Sunday, January 9, 2011

On the road to revolution - the ‘back story’ to Ernesto ‘Che’ Guevara



Motorcycle Diaries

GalleryFilm are screening Motorcycle Diaries (Los Diarios de Motocicleta) directed by Walter Salles on Monday 27th September. A road movie to equal Easy Rider, Motorcycle Diaries gives us the ‘back story’ to Ernesto ‘Che’ Guevara starring Gael Garcia Bernal as Che and Rodrigo De La Serna as his friend Alberto Granado.

*Make a date in your diary for Monday 27th September 7.15 for 7.45pm in the Linbury Room, Dulwich Picture Gallery

* Free wine and canapes donated by Herne Hill’s Number 22 Restaurant

*Free raffle prize – ‘Che Guevara: A Revolutionary Life’ donated by Herne Hill Books

Philip French wrote in The Observer in 2004:

“When he was murdered in Bolivia in October 1967 by the local army in association with the CIA, Ernesto ‘Che’ Guevara immediately took his place alongside Bolivar, Pancho Villa and other heroic Latin American revolutionaries. Comparable in popular appeal to Jack Kennedy, he immediately became for young people what TE Lawrence and Leon Trotsky had been for their parents, the contemporary model of the intellectual as man of action….The tough, ruthless, ideologically driven Guevara, though still an icon of sorts through the ubiquity of the Alberto Korda photograph, is no longer the hero he once was….

__What this exercise asks__:
(1) In the Motorcycle Diaries screening announcement, what reason does Philip French give for Guevara still being an icon of sorts?
(2) Output the screening announcement word for word, from "On the road" up to and including "friend Alberto Granado.".
(3) Continue the Motorcycle Diaries screening announcement from the point where it stops.

__Material shown__:
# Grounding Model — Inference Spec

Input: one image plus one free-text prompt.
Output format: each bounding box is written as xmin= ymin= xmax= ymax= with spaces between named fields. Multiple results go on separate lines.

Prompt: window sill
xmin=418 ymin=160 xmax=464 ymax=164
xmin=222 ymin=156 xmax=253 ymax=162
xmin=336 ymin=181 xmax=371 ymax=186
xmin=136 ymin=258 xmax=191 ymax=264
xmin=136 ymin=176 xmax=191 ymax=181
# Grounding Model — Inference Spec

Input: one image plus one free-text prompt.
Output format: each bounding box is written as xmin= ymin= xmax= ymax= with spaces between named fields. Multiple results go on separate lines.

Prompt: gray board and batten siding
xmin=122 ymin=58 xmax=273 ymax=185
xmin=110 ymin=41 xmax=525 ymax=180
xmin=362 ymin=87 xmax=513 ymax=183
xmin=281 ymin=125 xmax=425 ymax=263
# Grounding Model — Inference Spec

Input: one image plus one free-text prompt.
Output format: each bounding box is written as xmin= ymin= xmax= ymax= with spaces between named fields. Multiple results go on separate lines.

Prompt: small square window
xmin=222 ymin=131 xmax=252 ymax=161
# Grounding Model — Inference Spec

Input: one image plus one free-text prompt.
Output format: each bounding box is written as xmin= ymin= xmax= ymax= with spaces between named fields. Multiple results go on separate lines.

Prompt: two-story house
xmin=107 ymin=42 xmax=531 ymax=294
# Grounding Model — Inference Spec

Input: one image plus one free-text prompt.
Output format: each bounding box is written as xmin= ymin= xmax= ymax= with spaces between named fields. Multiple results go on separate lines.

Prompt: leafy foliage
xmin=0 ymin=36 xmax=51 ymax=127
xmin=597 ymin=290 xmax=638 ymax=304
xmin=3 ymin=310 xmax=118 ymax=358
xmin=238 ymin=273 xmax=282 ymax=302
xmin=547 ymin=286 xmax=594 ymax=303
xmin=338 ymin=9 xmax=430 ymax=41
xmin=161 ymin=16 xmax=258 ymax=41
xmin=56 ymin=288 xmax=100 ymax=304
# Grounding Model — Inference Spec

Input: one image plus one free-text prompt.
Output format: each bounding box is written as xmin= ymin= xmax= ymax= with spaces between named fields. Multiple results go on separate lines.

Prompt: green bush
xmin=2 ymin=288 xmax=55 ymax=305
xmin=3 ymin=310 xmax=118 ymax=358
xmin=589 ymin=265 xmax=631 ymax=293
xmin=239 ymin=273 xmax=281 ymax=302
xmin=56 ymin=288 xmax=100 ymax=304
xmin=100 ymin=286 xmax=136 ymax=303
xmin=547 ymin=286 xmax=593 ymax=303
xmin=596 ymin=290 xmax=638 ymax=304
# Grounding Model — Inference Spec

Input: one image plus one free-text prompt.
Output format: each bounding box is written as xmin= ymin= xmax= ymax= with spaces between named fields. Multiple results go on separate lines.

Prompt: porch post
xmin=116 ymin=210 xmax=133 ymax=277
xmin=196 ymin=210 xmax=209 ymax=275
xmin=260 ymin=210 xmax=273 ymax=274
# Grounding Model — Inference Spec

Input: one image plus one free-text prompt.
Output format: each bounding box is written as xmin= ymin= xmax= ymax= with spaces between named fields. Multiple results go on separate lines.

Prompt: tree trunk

__Per-task answers__:
(1) French says Guevara remains an icon of sorts because the Alberto Korda photograph of him is everywhere. This holds even though the tough, ruthless, ideologically driven Guevara is no longer the hero he once was.

(2)
On the road to revolution - the ‘back story’ to Ernesto ‘Che’ Guevara



Motorcycle Diaries

GalleryFilm are screening Motorcycle Diaries (Los Diarios de Motocicleta) directed by Walter Salles on Monday 27th September. A road movie to equal Easy Rider, Motorcycle Diaries gives us the ‘back story’ to Ernesto ‘Che’ Guevara starring Gael Garcia Bernal as Che and Rodrigo De La Serna as his friend Alberto Granado.

(3)
In fact, the Che that is offered us in Walter Salles’s The Motorcycle Diaries is a diffident charmer, and the film is set in 1952, two years before he completed his medical studies, left his native Argentina for good, saw the CIA overthrow a democratic government in Guatemala, crossed into Mexico a confirmed revolutionary and met Fidel Castro.


The Motorcycle Diaries is an account of a journey of social exploration and self-discovery undertaken by two men and based on books they wrote. The first is the 23-year-old Ernesto Guevara (Gael García Bernal) before he was nicknamed ‘Che’, the much loved son of a well-heeled middle-class family of Irish and Spanish descent living in Buenos Aires. The second is a family friend, the 29-year-old biochemist Alberto Granado (Rodrigo De la Serna). They set out on a decrepit 1939 Norton motorbike to travel 8,000 kilometres (nearly 5,000 miles) in five months and see the vast continent on which they live. The trek will take them across the Andes into Chile, through the Atacama Desert to Peru and, after a sojourn at a leper colony on the Amazon, they’ll end up in Venezuela. They called their vehicle ‘La Poderosa’ (‘The Mighty One’) but it soon lets them down. Anticipating numerous spills to come, they nearly crash into a bus within sight of Guevara’s waving family.

In some ways the movie resembles Easy Rider, a picture made when Che’s posthumous reputation was at its height, but it’s altogether more cheerful, optimistic, benevolent, and Ernesto and Alberto are far more likeable and idealistic than the fashionable heroes of Dennis Hopper’s movie.”